作業内容 ▸
1. 本文抜粋の「節分の頃、麻薬の売人に会った。」から「いたつもりだったのだが……。」までの範囲を、「バッハおじさん」を「恩師」に改めて書き直すこと。
2. 本文抜粋にある一文「節分の頃、麻薬の売人に会った。」を英語に訳すこと。

ウツボになったワタシ

 節分の頃、麻薬の売人に会った。
 クスリの名はマガジンという。
 
 売人が、どのくらい前からわたしたちの飯場(*1)の周辺に出没していたのかは、全く謎である。
 なぜなら、わたしは前年の春から年を越してさらにしばらく、ひとつの仕事に没頭していたからである。この仕事は、一見通常業務のようでいて、当事者たちには特別の意味がある仕事であった。なぜなら、わたしにとって、この尊敬できる、人生の師匠とも仰ぐ上司のバッハおじさん(*2)と仕事をするのは文字通り最初で最後の機会だったからだ。バッハおじさんは、この仕事を最後に、完全に引退することになっていて、わたしはその長い出版業のキャリアの最後の仕事に呼ばれたのだった。仕事の内容も、100冊分の写真雑誌を取りまとめた全集をつくることと、その写真雑誌のリファレンスをつくりあげる、という遠大なもので、師匠のかたわらで薫陶をうけた10ヶ月余りというものは、今振り返ってもひとつひとつが示唆に富んでいて、一生の宝にもなるかと思われるようなものだった。都合、師弟間ツーカー度は日に日に増し、飯場では「中嶋籠の鳥説(他の飯場でわれわれを良く知る人がわたしを連れ出す時、冗談でバッハおじさんに『ちょっと中嶋さん、お借りしますよ』などど断るので)」「ラブラブ説(いくらなんでも、年の差が)」までささやかれるという、名誉だか不名誉だかわからないことともなった。というのは、バッハおじさんは経験が深いだけではなく、たいへん教養の高い人で、あらゆるジャンルに精通しており、みんなの知恵袋として頼られていて、硬派の企画の前にはかならずといっていいほどご意見頂戴に謁見を求められるような人なのだが、あまりそばに人を置こうとはせず、同僚と飲みにもいかず、という孤高なスタンスを保っていた。そういう人が、わたしのようなどこの馬の骨だかわからない若輩者を突然指名して雇い入れた、という図は周囲の奇異に映ったのだろう。個人的にはラベルとペルルミュテール(*3)を目指して楽しんでいたつもりだったのだが……。

データ記録 ▸

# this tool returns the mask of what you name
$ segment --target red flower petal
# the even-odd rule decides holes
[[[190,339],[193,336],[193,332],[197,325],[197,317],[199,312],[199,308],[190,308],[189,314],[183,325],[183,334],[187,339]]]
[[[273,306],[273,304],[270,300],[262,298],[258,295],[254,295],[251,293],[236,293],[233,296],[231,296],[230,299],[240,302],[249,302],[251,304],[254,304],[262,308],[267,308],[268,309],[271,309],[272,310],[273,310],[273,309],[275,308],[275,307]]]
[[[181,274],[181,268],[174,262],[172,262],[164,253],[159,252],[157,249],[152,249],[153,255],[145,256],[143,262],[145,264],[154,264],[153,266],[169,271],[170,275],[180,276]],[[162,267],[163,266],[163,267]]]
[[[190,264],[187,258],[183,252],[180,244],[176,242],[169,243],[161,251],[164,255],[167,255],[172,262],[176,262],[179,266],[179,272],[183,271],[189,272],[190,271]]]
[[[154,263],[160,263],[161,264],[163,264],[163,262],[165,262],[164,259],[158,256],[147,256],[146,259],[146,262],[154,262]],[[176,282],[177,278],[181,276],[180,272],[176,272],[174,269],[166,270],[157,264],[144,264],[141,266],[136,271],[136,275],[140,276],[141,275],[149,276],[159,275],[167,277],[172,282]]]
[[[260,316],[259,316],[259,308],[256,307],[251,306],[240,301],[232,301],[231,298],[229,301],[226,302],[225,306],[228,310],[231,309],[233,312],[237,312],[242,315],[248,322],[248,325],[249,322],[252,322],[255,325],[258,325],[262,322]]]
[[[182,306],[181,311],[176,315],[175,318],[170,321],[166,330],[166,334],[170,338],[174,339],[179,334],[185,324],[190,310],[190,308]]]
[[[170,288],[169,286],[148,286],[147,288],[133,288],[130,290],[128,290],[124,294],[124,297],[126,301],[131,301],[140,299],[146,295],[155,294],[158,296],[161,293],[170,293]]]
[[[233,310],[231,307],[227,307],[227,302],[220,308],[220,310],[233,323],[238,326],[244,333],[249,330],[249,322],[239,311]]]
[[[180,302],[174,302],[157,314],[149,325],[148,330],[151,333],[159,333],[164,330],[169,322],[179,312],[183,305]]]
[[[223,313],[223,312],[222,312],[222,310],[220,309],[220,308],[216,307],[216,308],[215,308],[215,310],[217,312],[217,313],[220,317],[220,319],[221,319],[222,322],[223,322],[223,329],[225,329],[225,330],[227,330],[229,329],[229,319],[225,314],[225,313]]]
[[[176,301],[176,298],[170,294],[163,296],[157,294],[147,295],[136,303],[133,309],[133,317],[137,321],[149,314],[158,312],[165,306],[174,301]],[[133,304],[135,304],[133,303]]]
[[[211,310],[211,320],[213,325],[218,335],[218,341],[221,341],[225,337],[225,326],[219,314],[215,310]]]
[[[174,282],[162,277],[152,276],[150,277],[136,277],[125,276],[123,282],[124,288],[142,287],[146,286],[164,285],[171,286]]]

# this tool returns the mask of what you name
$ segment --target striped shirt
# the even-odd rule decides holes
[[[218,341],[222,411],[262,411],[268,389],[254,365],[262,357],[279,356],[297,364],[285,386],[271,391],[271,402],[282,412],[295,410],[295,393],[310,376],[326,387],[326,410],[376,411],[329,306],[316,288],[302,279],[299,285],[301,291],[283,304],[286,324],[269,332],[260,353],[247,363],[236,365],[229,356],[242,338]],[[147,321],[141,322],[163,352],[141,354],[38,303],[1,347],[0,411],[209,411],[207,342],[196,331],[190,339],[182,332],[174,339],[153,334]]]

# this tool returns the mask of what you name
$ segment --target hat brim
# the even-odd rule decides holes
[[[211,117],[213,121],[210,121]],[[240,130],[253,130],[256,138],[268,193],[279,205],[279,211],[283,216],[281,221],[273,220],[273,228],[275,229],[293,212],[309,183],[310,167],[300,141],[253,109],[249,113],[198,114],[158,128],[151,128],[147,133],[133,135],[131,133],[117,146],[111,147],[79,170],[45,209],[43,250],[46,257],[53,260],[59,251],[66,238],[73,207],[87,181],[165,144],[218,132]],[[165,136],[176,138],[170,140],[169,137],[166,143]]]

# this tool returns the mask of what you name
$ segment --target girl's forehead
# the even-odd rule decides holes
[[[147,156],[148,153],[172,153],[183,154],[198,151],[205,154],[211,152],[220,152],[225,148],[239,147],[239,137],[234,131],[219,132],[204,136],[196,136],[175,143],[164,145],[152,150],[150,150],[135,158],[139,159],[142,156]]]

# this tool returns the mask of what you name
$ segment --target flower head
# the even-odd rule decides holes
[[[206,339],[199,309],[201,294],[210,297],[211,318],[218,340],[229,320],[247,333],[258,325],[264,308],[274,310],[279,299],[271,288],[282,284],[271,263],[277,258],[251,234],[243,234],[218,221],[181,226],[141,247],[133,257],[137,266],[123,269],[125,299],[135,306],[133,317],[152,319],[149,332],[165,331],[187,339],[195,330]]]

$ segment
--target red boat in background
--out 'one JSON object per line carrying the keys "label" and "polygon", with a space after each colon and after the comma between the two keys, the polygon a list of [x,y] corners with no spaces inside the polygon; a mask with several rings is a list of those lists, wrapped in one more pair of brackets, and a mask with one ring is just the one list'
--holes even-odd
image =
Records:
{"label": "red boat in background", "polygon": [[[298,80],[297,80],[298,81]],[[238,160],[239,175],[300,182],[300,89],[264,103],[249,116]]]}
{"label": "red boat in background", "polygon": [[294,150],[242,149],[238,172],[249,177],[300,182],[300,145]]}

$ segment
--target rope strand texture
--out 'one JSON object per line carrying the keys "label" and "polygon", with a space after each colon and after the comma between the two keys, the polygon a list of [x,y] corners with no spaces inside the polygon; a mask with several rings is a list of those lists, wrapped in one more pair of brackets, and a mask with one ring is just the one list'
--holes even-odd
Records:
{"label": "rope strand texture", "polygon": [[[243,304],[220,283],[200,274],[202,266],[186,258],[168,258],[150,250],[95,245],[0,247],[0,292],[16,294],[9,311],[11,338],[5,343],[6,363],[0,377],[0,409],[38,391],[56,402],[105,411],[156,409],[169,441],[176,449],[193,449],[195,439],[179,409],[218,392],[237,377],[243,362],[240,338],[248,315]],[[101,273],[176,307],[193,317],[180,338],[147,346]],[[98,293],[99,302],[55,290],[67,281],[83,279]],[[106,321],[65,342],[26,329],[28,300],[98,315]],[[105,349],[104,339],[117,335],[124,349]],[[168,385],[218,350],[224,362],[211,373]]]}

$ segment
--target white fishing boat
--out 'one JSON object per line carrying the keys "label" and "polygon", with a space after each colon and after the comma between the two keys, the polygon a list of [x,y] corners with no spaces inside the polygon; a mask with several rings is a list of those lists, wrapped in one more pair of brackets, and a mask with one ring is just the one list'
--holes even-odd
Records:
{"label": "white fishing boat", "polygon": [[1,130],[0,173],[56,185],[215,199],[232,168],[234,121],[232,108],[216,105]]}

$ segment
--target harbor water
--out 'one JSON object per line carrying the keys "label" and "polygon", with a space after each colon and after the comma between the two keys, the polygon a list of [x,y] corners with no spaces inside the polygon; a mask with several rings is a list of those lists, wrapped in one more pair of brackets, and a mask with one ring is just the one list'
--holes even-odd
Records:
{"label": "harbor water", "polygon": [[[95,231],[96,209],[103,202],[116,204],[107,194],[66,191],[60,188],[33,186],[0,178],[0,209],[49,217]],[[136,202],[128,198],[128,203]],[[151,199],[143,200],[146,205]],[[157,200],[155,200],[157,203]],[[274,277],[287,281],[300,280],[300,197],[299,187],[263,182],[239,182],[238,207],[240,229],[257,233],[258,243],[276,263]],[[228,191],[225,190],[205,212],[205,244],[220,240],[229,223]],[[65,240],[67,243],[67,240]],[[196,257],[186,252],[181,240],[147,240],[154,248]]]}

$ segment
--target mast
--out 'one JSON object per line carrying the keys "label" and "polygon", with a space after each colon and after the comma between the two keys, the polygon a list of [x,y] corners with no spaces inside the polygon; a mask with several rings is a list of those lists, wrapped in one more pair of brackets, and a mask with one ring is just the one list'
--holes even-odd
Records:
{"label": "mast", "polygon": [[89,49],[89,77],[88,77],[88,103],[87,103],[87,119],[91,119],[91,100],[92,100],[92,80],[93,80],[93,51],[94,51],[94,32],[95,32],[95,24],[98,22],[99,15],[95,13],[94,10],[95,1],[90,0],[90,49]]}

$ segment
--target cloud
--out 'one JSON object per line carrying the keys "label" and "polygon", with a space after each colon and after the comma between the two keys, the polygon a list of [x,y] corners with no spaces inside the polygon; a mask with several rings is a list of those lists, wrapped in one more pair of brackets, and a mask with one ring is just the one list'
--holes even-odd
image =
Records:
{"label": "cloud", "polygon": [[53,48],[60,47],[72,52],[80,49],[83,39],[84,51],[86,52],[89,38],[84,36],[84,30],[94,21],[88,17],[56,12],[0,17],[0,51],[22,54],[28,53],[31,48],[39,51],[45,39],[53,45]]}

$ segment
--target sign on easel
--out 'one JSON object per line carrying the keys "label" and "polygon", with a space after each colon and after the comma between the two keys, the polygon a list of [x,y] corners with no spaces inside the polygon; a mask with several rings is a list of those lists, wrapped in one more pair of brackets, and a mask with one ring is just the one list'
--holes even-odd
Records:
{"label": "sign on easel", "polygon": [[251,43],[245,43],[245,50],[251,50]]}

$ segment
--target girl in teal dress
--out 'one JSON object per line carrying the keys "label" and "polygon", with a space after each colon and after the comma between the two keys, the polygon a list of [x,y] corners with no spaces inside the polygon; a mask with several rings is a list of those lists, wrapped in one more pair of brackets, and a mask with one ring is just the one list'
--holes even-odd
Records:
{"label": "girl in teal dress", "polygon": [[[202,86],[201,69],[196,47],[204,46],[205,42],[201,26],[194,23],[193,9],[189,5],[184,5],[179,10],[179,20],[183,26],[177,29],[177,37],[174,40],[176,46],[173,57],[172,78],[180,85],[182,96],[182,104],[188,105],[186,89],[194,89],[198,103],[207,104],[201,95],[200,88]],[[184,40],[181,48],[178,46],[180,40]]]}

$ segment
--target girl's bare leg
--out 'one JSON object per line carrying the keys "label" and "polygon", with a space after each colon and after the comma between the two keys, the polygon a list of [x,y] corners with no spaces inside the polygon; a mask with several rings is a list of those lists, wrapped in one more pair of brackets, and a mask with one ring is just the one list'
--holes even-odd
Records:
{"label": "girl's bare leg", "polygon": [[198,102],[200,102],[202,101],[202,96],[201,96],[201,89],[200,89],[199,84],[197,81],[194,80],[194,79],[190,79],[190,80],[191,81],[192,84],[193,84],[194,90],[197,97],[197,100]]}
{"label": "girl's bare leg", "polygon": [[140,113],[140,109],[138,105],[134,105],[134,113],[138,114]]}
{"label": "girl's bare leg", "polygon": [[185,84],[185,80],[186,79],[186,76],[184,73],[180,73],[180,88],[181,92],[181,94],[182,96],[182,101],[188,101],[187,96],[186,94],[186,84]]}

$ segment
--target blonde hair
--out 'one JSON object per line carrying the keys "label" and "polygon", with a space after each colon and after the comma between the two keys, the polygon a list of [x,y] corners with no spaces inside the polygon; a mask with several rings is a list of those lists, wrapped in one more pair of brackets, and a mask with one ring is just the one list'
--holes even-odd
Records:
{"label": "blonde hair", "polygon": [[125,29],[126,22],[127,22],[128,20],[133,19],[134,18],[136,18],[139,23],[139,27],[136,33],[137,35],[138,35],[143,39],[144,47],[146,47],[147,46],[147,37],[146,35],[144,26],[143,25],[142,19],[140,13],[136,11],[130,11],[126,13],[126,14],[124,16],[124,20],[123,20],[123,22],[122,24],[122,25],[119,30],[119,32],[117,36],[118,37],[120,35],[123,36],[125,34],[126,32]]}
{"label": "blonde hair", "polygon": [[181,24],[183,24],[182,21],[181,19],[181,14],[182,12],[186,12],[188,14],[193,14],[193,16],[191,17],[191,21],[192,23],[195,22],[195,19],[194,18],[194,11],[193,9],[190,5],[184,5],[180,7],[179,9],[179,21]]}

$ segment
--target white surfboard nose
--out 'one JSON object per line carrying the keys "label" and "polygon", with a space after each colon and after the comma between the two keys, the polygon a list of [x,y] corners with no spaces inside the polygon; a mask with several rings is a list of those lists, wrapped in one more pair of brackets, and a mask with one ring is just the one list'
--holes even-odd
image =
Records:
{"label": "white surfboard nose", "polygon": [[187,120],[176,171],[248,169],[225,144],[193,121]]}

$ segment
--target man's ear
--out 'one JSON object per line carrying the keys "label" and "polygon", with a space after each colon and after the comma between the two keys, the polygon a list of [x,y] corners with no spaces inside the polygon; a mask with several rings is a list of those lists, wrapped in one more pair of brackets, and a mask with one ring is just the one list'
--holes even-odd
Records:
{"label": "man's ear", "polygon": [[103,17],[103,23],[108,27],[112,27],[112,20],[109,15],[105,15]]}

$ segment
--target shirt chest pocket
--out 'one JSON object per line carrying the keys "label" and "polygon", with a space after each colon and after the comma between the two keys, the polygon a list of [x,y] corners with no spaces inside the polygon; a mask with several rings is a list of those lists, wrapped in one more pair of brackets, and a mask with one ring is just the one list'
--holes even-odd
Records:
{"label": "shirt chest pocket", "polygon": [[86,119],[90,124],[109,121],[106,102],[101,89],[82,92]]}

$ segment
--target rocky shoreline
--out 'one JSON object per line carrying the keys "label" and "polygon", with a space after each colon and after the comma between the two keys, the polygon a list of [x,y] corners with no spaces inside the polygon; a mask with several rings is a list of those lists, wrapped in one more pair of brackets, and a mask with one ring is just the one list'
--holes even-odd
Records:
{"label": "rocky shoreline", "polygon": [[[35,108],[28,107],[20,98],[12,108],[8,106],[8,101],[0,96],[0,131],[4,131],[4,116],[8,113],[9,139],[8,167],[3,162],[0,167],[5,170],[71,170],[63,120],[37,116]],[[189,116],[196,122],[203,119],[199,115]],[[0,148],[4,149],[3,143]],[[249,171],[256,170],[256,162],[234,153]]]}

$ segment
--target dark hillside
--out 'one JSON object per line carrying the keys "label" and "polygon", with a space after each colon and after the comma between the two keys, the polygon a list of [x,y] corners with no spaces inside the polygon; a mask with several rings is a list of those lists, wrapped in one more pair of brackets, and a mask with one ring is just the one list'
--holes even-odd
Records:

解答一覧 ▸
1.
節分の頃、麻薬の売人に会った。
 クスリの名はマガジンという。
 
 売人が、どのくらい前からわたしたちの飯場(*1)の周辺に出没していたのかは、全く謎である。
 なぜなら、わたしは前年の春から年を越してさらにしばらく、ひとつの仕事に没頭していたからである。この仕事は、一見通常業務のようでいて、当事者たちには特別の意味がある仕事であった。なぜなら、わたしにとって、この尊敬できる、人生の師匠とも仰ぐ上司の恩師(*2)と仕事をするのは文字通り最初で最後の機会だったからだ。恩師は、この仕事を最後に、完全に引退することになっていて、わたしはその長い出版業のキャリアの最後の仕事に呼ばれたのだった。仕事の内容も、100冊分の写真雑誌を取りまとめた全集をつくることと、その写真雑誌のリファレンスをつくりあげる、という遠大なもので、師匠のかたわらで薫陶をうけた10ヶ月余りというものは、今振り返ってもひとつひとつが示唆に富んでいて、一生の宝にもなるかと思われるようなものだった。都合、師弟間ツーカー度は日に日に増し、飯場では「中嶋籠の鳥説(他の飯場でわれわれを良く知る人がわたしを連れ出す時、冗談で恩師に『ちょっと中嶋さん、お借りしますよ』などど断るので)」「ラブラブ説(いくらなんでも、年の差が)」までささやかれるという、名誉だか不名誉だかわからないことともなった。というのは、恩師は経験が深いだけではなく、たいへん教養の高い人で、あらゆるジャンルに精通しており、みんなの知恵袋として頼られていて、硬派の企画の前にはかならずといっていいほどご意見頂戴に謁見を求められるような人なのだが、あまりそばに人を置こうとはせず、同僚と飲みにもいかず、という孤高なスタンスを保っていた。そういう人が、わたしのようなどこの馬の骨だかわからない若輩者を突然指名して雇い入れた、という図は周囲の奇異に映ったのだろう。個人的にはラベルとペルルミュテール(*3)を目指して楽しんでいたつもりだったのだが……。

2. Around the time of Setsubun, I met a drug dealer.